■ **AIM OF THE EXERCISE**: Reproduce the material below word for word, leaving out the pictures.

■ **SUPPLIED MATERIAL**:

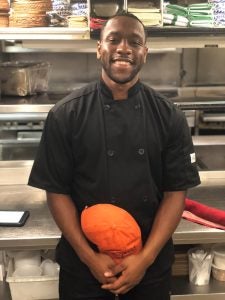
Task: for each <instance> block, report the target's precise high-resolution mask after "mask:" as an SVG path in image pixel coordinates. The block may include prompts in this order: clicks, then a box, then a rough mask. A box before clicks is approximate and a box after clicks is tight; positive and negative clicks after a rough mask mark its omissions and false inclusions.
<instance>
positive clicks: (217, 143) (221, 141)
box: [192, 135, 225, 146]
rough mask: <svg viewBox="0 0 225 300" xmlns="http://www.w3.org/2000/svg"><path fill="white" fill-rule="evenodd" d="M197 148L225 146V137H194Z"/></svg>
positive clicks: (193, 138)
mask: <svg viewBox="0 0 225 300" xmlns="http://www.w3.org/2000/svg"><path fill="white" fill-rule="evenodd" d="M192 140H193V143H194V145H195V146H214V145H225V136H224V135H199V136H193V137H192Z"/></svg>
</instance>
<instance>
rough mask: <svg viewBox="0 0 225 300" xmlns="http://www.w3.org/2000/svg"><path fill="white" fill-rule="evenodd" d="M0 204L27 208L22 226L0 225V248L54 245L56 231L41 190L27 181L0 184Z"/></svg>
mask: <svg viewBox="0 0 225 300" xmlns="http://www.w3.org/2000/svg"><path fill="white" fill-rule="evenodd" d="M0 208H1V209H3V210H7V209H18V210H20V209H21V210H22V209H24V210H29V211H30V216H29V218H28V220H27V222H26V224H25V226H23V227H0V248H1V249H6V248H7V249H9V248H12V247H13V248H32V247H33V248H35V249H37V248H40V249H49V248H55V245H56V243H57V240H58V238H59V237H60V231H59V229H58V227H57V226H56V224H55V222H54V220H53V218H52V217H51V214H50V212H49V210H48V207H47V204H46V195H45V192H44V191H43V190H39V189H35V188H32V187H29V186H27V185H6V186H0Z"/></svg>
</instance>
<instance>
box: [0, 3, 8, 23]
mask: <svg viewBox="0 0 225 300" xmlns="http://www.w3.org/2000/svg"><path fill="white" fill-rule="evenodd" d="M9 10H10V7H9V2H8V0H1V2H0V27H8V26H9Z"/></svg>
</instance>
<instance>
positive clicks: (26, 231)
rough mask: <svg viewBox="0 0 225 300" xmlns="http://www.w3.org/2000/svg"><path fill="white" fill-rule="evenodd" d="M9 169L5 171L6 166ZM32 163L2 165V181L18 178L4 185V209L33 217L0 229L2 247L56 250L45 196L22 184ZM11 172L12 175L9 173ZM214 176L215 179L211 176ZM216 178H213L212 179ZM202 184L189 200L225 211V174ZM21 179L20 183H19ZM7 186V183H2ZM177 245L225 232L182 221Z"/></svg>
mask: <svg viewBox="0 0 225 300" xmlns="http://www.w3.org/2000/svg"><path fill="white" fill-rule="evenodd" d="M4 165H5V166H6V167H5V168H1V167H3V166H4ZM31 166H32V162H31V161H30V162H26V164H25V163H23V162H18V163H17V164H15V163H13V162H11V163H1V164H0V171H2V174H0V175H1V176H0V178H1V179H2V177H4V178H5V177H6V176H7V175H8V176H9V175H10V172H11V174H15V173H16V172H17V176H15V177H14V180H15V181H14V183H13V184H12V182H11V184H9V183H8V185H6V184H5V185H3V184H2V185H0V208H1V209H15V208H17V209H18V208H20V209H28V210H30V211H31V216H30V218H29V219H28V222H27V224H26V225H25V226H24V227H22V228H13V230H12V228H4V227H1V228H0V245H1V247H4V248H7V247H15V246H20V247H32V246H36V247H43V246H46V247H47V246H48V247H54V246H55V245H56V243H57V240H58V238H59V236H60V231H59V229H58V228H57V226H56V225H55V223H54V221H53V219H52V217H51V215H50V213H49V211H48V208H47V205H46V200H45V199H46V196H45V192H44V191H42V190H39V189H35V188H32V187H29V186H27V185H26V183H21V174H20V172H21V171H22V172H24V171H25V173H26V175H27V177H26V176H24V177H26V178H24V179H25V181H27V178H28V176H29V172H30V168H31ZM7 170H8V173H7ZM210 173H214V177H213V176H212V175H210ZM210 176H212V177H210ZM201 178H202V184H201V185H200V186H199V187H196V188H193V189H191V190H189V193H188V196H189V197H190V198H191V199H194V200H198V201H200V202H203V203H205V204H208V205H211V206H214V207H218V208H221V209H225V204H224V195H225V172H203V174H202V175H201ZM16 179H17V183H16ZM2 181H3V182H4V180H2ZM173 239H174V243H175V244H190V243H191V244H192V243H193V244H198V243H214V242H220V241H221V240H225V231H223V230H219V229H213V228H209V227H206V226H202V225H198V224H195V223H192V222H189V221H187V220H181V222H180V224H179V226H178V228H177V230H176V231H175V233H174V235H173Z"/></svg>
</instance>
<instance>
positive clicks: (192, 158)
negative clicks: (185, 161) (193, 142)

■ **ANSWER SECTION**:
Task: for each <instance> block, report the target's precise high-resolution mask after "mask:" as an SVG path in image pixel coordinates. The block may include prompts in this order: clicks, then a box, then a rough mask. A box before clicks is approximate and a box after clicks is tight; positive and negative clicks after a rough mask mark its omissions and false inclusions.
<instance>
positive clicks: (217, 143) (221, 141)
box: [192, 135, 225, 146]
rough mask: <svg viewBox="0 0 225 300" xmlns="http://www.w3.org/2000/svg"><path fill="white" fill-rule="evenodd" d="M197 148L225 146V137H194Z"/></svg>
positive clicks: (193, 138)
mask: <svg viewBox="0 0 225 300" xmlns="http://www.w3.org/2000/svg"><path fill="white" fill-rule="evenodd" d="M192 140H193V143H194V145H195V146H214V145H225V136H224V135H199V136H193V137H192Z"/></svg>
</instance>
<instance>
rough mask: <svg viewBox="0 0 225 300" xmlns="http://www.w3.org/2000/svg"><path fill="white" fill-rule="evenodd" d="M0 204L27 208L22 226L0 225V248L54 245L56 231L41 190L27 181L0 184Z"/></svg>
mask: <svg viewBox="0 0 225 300" xmlns="http://www.w3.org/2000/svg"><path fill="white" fill-rule="evenodd" d="M0 208H1V209H3V210H7V209H18V210H20V209H21V210H22V209H24V210H29V211H30V216H29V218H28V220H27V222H26V224H25V226H23V227H0V248H1V249H6V248H7V249H9V248H12V247H13V248H32V247H33V248H35V249H37V248H40V249H49V248H55V245H56V243H57V240H58V238H59V237H60V231H59V229H58V227H57V226H56V224H55V222H54V220H53V218H52V217H51V214H50V212H49V210H48V207H47V204H46V195H45V192H44V191H43V190H39V189H35V188H32V187H29V186H27V185H6V186H0Z"/></svg>
</instance>
<instance>
box: [0, 3, 8, 23]
mask: <svg viewBox="0 0 225 300" xmlns="http://www.w3.org/2000/svg"><path fill="white" fill-rule="evenodd" d="M9 10H10V7H9V2H8V0H1V2H0V27H8V26H9Z"/></svg>
</instance>
<instance>
positive clicks: (26, 231)
rough mask: <svg viewBox="0 0 225 300" xmlns="http://www.w3.org/2000/svg"><path fill="white" fill-rule="evenodd" d="M9 169L5 171L6 166ZM32 163L2 165V181L18 178L4 185V209L33 217L0 229L2 247L56 250L45 196L22 184ZM11 172L12 175L9 173ZM214 176L215 179L211 176ZM216 178H213L212 179ZM202 184L189 200L225 211V174ZM21 179L20 183H19ZM7 186V183H2ZM177 245L225 232L182 221Z"/></svg>
mask: <svg viewBox="0 0 225 300" xmlns="http://www.w3.org/2000/svg"><path fill="white" fill-rule="evenodd" d="M4 165H5V166H6V167H5V168H1V167H3V166H4ZM31 166H32V162H31V161H30V162H26V164H25V163H23V162H18V163H17V164H15V163H13V162H11V163H1V164H0V171H2V174H0V175H1V176H0V178H1V179H2V177H4V178H5V177H6V176H7V175H8V176H9V175H10V172H11V174H15V173H16V172H17V176H15V177H14V180H15V181H14V183H13V184H12V182H11V184H9V183H8V185H6V184H5V185H3V184H2V185H0V208H1V209H15V208H17V209H18V208H20V209H28V210H30V211H31V216H30V218H29V219H28V222H27V224H26V225H25V226H24V227H22V228H13V230H12V228H4V227H1V228H0V245H1V247H4V248H7V247H15V246H20V247H32V246H36V247H43V246H46V247H47V246H48V247H54V246H55V245H56V243H57V240H58V238H59V236H60V231H59V229H58V228H57V226H56V225H55V223H54V221H53V219H52V217H51V215H50V213H49V211H48V208H47V205H46V200H45V199H46V196H45V192H44V191H42V190H39V189H35V188H32V187H29V186H27V185H26V183H21V174H20V172H21V171H22V172H24V171H25V173H26V175H27V177H26V176H24V177H26V178H24V179H25V181H27V178H28V176H29V172H30V168H31ZM7 170H8V173H7ZM210 173H214V177H213V176H212V175H210ZM210 176H212V177H210ZM201 178H202V184H201V185H200V186H199V187H196V188H193V189H191V190H189V193H188V196H189V197H190V198H191V199H194V200H198V201H200V202H203V203H205V204H208V205H211V206H214V207H218V208H221V209H225V204H224V195H225V172H203V174H202V175H201ZM16 179H17V183H16ZM2 181H3V182H4V180H2ZM173 239H174V243H175V244H190V243H191V244H192V243H193V244H198V243H214V242H220V241H221V240H225V231H223V230H219V229H213V228H209V227H206V226H202V225H198V224H195V223H192V222H189V221H187V220H181V222H180V224H179V226H178V228H177V230H176V231H175V233H174V235H173Z"/></svg>
</instance>
<instance>
positive clicks: (192, 158)
negative clicks: (185, 161) (193, 142)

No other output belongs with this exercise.